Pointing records
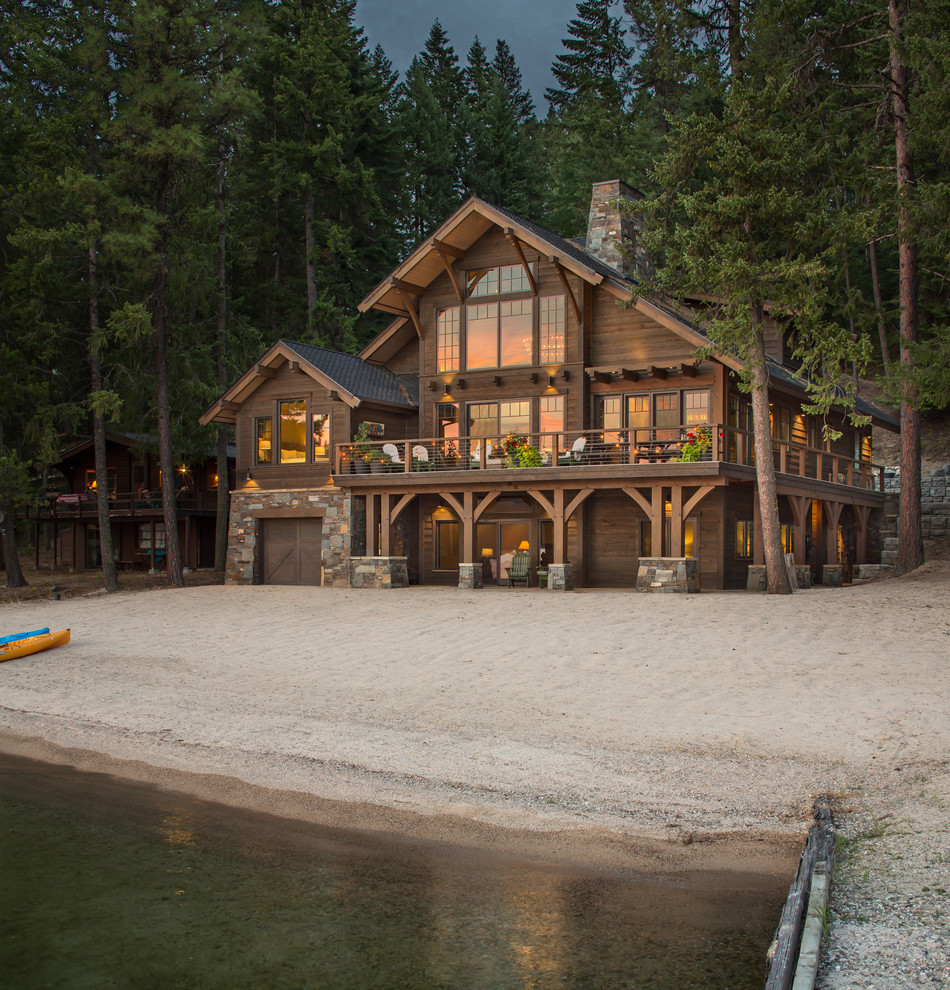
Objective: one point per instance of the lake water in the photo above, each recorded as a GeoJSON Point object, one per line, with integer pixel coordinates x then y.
{"type": "Point", "coordinates": [108, 884]}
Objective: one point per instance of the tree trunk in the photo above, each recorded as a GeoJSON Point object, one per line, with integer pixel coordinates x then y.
{"type": "Point", "coordinates": [106, 549]}
{"type": "Point", "coordinates": [309, 210]}
{"type": "Point", "coordinates": [165, 460]}
{"type": "Point", "coordinates": [11, 559]}
{"type": "Point", "coordinates": [910, 548]}
{"type": "Point", "coordinates": [221, 522]}
{"type": "Point", "coordinates": [775, 569]}
{"type": "Point", "coordinates": [878, 306]}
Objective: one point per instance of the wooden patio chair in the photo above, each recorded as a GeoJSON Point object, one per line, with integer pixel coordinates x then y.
{"type": "Point", "coordinates": [520, 570]}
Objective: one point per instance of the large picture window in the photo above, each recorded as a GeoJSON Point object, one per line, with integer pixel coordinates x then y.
{"type": "Point", "coordinates": [499, 335]}
{"type": "Point", "coordinates": [293, 437]}
{"type": "Point", "coordinates": [263, 432]}
{"type": "Point", "coordinates": [320, 436]}
{"type": "Point", "coordinates": [448, 339]}
{"type": "Point", "coordinates": [551, 330]}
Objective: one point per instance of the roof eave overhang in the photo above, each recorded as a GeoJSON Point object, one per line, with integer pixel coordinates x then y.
{"type": "Point", "coordinates": [224, 410]}
{"type": "Point", "coordinates": [377, 299]}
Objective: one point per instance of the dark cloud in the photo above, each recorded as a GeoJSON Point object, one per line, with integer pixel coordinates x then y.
{"type": "Point", "coordinates": [533, 29]}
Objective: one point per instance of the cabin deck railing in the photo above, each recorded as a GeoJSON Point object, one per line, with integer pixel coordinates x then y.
{"type": "Point", "coordinates": [77, 505]}
{"type": "Point", "coordinates": [579, 448]}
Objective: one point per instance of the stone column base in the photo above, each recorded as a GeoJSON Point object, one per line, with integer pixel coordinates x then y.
{"type": "Point", "coordinates": [379, 572]}
{"type": "Point", "coordinates": [832, 575]}
{"type": "Point", "coordinates": [560, 577]}
{"type": "Point", "coordinates": [470, 576]}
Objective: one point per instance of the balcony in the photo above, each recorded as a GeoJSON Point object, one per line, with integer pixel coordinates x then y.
{"type": "Point", "coordinates": [629, 452]}
{"type": "Point", "coordinates": [83, 505]}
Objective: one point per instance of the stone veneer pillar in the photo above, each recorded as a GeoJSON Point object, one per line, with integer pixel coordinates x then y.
{"type": "Point", "coordinates": [560, 577]}
{"type": "Point", "coordinates": [250, 506]}
{"type": "Point", "coordinates": [470, 576]}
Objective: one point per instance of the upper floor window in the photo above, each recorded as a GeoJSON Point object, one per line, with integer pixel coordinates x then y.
{"type": "Point", "coordinates": [293, 437]}
{"type": "Point", "coordinates": [448, 335]}
{"type": "Point", "coordinates": [499, 334]}
{"type": "Point", "coordinates": [551, 330]}
{"type": "Point", "coordinates": [498, 281]}
{"type": "Point", "coordinates": [263, 429]}
{"type": "Point", "coordinates": [320, 436]}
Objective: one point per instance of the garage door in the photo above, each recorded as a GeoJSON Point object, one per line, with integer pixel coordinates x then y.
{"type": "Point", "coordinates": [292, 551]}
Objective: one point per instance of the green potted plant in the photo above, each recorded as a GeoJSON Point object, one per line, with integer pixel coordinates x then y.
{"type": "Point", "coordinates": [696, 441]}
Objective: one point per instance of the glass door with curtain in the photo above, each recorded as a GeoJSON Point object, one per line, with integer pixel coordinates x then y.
{"type": "Point", "coordinates": [496, 544]}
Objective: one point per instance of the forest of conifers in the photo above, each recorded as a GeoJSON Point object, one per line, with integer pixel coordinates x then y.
{"type": "Point", "coordinates": [185, 181]}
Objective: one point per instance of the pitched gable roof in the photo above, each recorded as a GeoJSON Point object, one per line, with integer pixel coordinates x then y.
{"type": "Point", "coordinates": [354, 380]}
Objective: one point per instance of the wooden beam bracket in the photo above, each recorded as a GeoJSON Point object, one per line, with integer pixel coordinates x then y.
{"type": "Point", "coordinates": [510, 234]}
{"type": "Point", "coordinates": [562, 275]}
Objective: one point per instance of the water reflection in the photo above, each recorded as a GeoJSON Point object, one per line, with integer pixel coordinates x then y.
{"type": "Point", "coordinates": [119, 886]}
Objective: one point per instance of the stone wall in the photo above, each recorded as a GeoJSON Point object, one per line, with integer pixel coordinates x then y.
{"type": "Point", "coordinates": [379, 572]}
{"type": "Point", "coordinates": [934, 511]}
{"type": "Point", "coordinates": [248, 507]}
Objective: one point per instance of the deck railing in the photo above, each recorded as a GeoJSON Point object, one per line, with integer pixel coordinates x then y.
{"type": "Point", "coordinates": [83, 504]}
{"type": "Point", "coordinates": [577, 449]}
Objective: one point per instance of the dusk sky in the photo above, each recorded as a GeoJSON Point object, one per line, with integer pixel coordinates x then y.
{"type": "Point", "coordinates": [532, 28]}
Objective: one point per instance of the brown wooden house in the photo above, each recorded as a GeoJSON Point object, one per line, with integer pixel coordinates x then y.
{"type": "Point", "coordinates": [135, 506]}
{"type": "Point", "coordinates": [526, 398]}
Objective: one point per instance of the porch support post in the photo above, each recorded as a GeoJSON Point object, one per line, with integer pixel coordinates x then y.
{"type": "Point", "coordinates": [758, 550]}
{"type": "Point", "coordinates": [799, 505]}
{"type": "Point", "coordinates": [861, 514]}
{"type": "Point", "coordinates": [385, 526]}
{"type": "Point", "coordinates": [370, 525]}
{"type": "Point", "coordinates": [676, 521]}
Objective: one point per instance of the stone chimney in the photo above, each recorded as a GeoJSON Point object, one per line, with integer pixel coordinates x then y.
{"type": "Point", "coordinates": [613, 230]}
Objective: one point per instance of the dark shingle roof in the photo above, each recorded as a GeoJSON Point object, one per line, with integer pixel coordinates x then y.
{"type": "Point", "coordinates": [561, 245]}
{"type": "Point", "coordinates": [366, 381]}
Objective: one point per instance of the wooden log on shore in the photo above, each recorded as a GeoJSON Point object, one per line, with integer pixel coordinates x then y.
{"type": "Point", "coordinates": [784, 952]}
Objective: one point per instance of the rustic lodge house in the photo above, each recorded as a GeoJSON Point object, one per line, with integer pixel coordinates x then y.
{"type": "Point", "coordinates": [528, 414]}
{"type": "Point", "coordinates": [70, 511]}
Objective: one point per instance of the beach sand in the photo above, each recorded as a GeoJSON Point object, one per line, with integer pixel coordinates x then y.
{"type": "Point", "coordinates": [682, 732]}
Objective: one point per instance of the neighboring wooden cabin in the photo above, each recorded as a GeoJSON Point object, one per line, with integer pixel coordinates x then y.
{"type": "Point", "coordinates": [503, 329]}
{"type": "Point", "coordinates": [135, 508]}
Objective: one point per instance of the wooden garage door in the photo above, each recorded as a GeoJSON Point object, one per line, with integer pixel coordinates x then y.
{"type": "Point", "coordinates": [292, 551]}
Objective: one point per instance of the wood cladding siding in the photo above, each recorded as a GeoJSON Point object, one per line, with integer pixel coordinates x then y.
{"type": "Point", "coordinates": [624, 337]}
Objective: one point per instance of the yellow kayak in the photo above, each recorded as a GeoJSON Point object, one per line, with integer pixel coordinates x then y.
{"type": "Point", "coordinates": [33, 644]}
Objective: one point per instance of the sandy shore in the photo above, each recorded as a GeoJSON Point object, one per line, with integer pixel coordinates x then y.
{"type": "Point", "coordinates": [694, 731]}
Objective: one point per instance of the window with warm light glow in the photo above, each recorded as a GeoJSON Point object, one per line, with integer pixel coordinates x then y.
{"type": "Point", "coordinates": [293, 437]}
{"type": "Point", "coordinates": [695, 407]}
{"type": "Point", "coordinates": [788, 538]}
{"type": "Point", "coordinates": [744, 530]}
{"type": "Point", "coordinates": [498, 281]}
{"type": "Point", "coordinates": [448, 339]}
{"type": "Point", "coordinates": [264, 432]}
{"type": "Point", "coordinates": [550, 418]}
{"type": "Point", "coordinates": [145, 536]}
{"type": "Point", "coordinates": [551, 329]}
{"type": "Point", "coordinates": [320, 436]}
{"type": "Point", "coordinates": [447, 549]}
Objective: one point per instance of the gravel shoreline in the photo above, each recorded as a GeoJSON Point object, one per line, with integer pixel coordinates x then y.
{"type": "Point", "coordinates": [690, 732]}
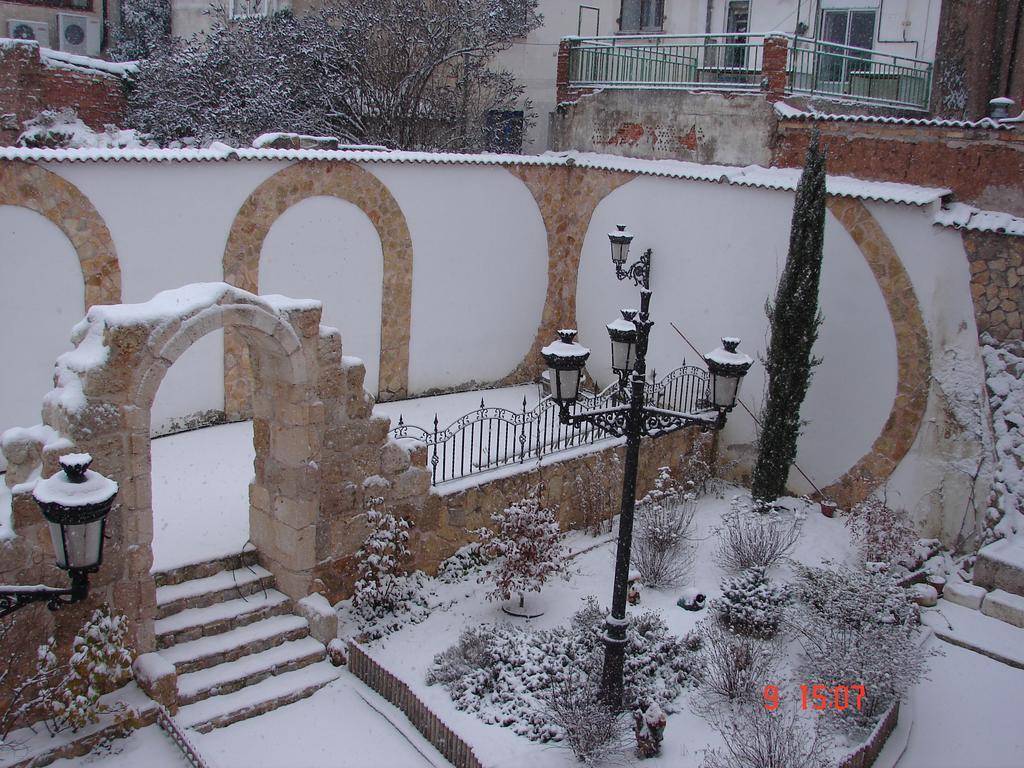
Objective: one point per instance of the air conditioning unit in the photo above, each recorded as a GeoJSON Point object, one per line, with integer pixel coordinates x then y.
{"type": "Point", "coordinates": [79, 34]}
{"type": "Point", "coordinates": [38, 31]}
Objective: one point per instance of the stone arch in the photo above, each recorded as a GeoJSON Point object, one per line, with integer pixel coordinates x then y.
{"type": "Point", "coordinates": [349, 182]}
{"type": "Point", "coordinates": [105, 389]}
{"type": "Point", "coordinates": [913, 361]}
{"type": "Point", "coordinates": [566, 198]}
{"type": "Point", "coordinates": [62, 204]}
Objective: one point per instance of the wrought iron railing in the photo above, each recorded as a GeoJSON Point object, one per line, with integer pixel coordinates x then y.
{"type": "Point", "coordinates": [861, 75]}
{"type": "Point", "coordinates": [493, 437]}
{"type": "Point", "coordinates": [716, 62]}
{"type": "Point", "coordinates": [735, 62]}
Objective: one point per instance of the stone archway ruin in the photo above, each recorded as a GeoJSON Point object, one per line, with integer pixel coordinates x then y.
{"type": "Point", "coordinates": [315, 438]}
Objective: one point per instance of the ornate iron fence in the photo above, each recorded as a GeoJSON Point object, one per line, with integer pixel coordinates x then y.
{"type": "Point", "coordinates": [492, 437]}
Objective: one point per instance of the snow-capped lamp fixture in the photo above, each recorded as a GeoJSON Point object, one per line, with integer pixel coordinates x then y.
{"type": "Point", "coordinates": [726, 369]}
{"type": "Point", "coordinates": [623, 333]}
{"type": "Point", "coordinates": [633, 418]}
{"type": "Point", "coordinates": [638, 272]}
{"type": "Point", "coordinates": [565, 358]}
{"type": "Point", "coordinates": [75, 503]}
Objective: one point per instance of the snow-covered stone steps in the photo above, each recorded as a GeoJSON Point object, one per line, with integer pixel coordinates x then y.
{"type": "Point", "coordinates": [199, 593]}
{"type": "Point", "coordinates": [228, 646]}
{"type": "Point", "coordinates": [268, 694]}
{"type": "Point", "coordinates": [244, 559]}
{"type": "Point", "coordinates": [193, 624]}
{"type": "Point", "coordinates": [249, 670]}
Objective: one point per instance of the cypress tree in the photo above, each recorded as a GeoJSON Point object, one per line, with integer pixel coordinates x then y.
{"type": "Point", "coordinates": [794, 320]}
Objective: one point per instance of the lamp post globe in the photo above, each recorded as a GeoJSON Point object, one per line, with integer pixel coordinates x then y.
{"type": "Point", "coordinates": [620, 240]}
{"type": "Point", "coordinates": [623, 333]}
{"type": "Point", "coordinates": [726, 370]}
{"type": "Point", "coordinates": [76, 503]}
{"type": "Point", "coordinates": [565, 357]}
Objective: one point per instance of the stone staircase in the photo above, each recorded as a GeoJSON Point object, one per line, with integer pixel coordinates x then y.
{"type": "Point", "coordinates": [236, 644]}
{"type": "Point", "coordinates": [987, 615]}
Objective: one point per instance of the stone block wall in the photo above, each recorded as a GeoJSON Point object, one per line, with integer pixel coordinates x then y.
{"type": "Point", "coordinates": [982, 166]}
{"type": "Point", "coordinates": [28, 86]}
{"type": "Point", "coordinates": [996, 284]}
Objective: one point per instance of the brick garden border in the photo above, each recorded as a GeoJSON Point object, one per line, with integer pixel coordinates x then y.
{"type": "Point", "coordinates": [445, 740]}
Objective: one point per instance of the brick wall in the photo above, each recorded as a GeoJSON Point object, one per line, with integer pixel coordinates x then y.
{"type": "Point", "coordinates": [981, 166]}
{"type": "Point", "coordinates": [28, 86]}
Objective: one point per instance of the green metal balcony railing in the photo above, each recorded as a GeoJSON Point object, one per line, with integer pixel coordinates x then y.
{"type": "Point", "coordinates": [735, 62]}
{"type": "Point", "coordinates": [858, 75]}
{"type": "Point", "coordinates": [723, 62]}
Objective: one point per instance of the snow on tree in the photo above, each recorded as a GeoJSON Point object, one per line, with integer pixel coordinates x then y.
{"type": "Point", "coordinates": [794, 318]}
{"type": "Point", "coordinates": [143, 29]}
{"type": "Point", "coordinates": [528, 546]}
{"type": "Point", "coordinates": [383, 583]}
{"type": "Point", "coordinates": [407, 74]}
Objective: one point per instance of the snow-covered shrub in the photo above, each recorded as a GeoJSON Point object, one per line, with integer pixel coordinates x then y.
{"type": "Point", "coordinates": [761, 538]}
{"type": "Point", "coordinates": [100, 662]}
{"type": "Point", "coordinates": [751, 604]}
{"type": "Point", "coordinates": [858, 628]}
{"type": "Point", "coordinates": [502, 672]}
{"type": "Point", "coordinates": [526, 546]}
{"type": "Point", "coordinates": [590, 728]}
{"type": "Point", "coordinates": [386, 596]}
{"type": "Point", "coordinates": [883, 535]}
{"type": "Point", "coordinates": [756, 737]}
{"type": "Point", "coordinates": [56, 129]}
{"type": "Point", "coordinates": [597, 488]}
{"type": "Point", "coordinates": [663, 547]}
{"type": "Point", "coordinates": [733, 667]}
{"type": "Point", "coordinates": [461, 564]}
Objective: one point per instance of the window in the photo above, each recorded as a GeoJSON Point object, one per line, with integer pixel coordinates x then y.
{"type": "Point", "coordinates": [641, 15]}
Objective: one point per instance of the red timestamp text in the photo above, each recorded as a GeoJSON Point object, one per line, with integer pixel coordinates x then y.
{"type": "Point", "coordinates": [820, 696]}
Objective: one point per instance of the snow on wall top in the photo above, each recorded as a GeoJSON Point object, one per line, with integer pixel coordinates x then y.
{"type": "Point", "coordinates": [61, 59]}
{"type": "Point", "coordinates": [770, 178]}
{"type": "Point", "coordinates": [91, 351]}
{"type": "Point", "coordinates": [962, 216]}
{"type": "Point", "coordinates": [786, 112]}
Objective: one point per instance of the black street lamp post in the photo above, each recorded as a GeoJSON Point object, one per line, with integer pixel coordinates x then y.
{"type": "Point", "coordinates": [75, 504]}
{"type": "Point", "coordinates": [634, 419]}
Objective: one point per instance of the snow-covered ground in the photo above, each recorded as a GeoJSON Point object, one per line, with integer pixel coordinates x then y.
{"type": "Point", "coordinates": [343, 725]}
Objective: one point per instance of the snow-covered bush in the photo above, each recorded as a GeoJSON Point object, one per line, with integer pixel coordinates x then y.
{"type": "Point", "coordinates": [858, 628]}
{"type": "Point", "coordinates": [502, 672]}
{"type": "Point", "coordinates": [761, 538]}
{"type": "Point", "coordinates": [597, 488]}
{"type": "Point", "coordinates": [751, 604]}
{"type": "Point", "coordinates": [460, 565]}
{"type": "Point", "coordinates": [733, 667]}
{"type": "Point", "coordinates": [883, 535]}
{"type": "Point", "coordinates": [100, 662]}
{"type": "Point", "coordinates": [57, 129]}
{"type": "Point", "coordinates": [407, 74]}
{"type": "Point", "coordinates": [755, 737]}
{"type": "Point", "coordinates": [663, 547]}
{"type": "Point", "coordinates": [386, 596]}
{"type": "Point", "coordinates": [590, 728]}
{"type": "Point", "coordinates": [526, 546]}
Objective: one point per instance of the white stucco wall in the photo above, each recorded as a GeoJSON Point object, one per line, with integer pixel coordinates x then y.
{"type": "Point", "coordinates": [41, 297]}
{"type": "Point", "coordinates": [718, 254]}
{"type": "Point", "coordinates": [479, 270]}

→ **Your objective**
In the records above, locate the line that contains "Objective: one point per instance of the white". Repeat it and every line after it, exactly, and nothing else.

→ **Exercise solution**
Objective: one point per instance of the white stucco wall in the photo above, each recorded as a GeoJSON Point object, one per line, with integer pixel coordinates x then y.
{"type": "Point", "coordinates": [41, 297]}
{"type": "Point", "coordinates": [718, 254]}
{"type": "Point", "coordinates": [479, 270]}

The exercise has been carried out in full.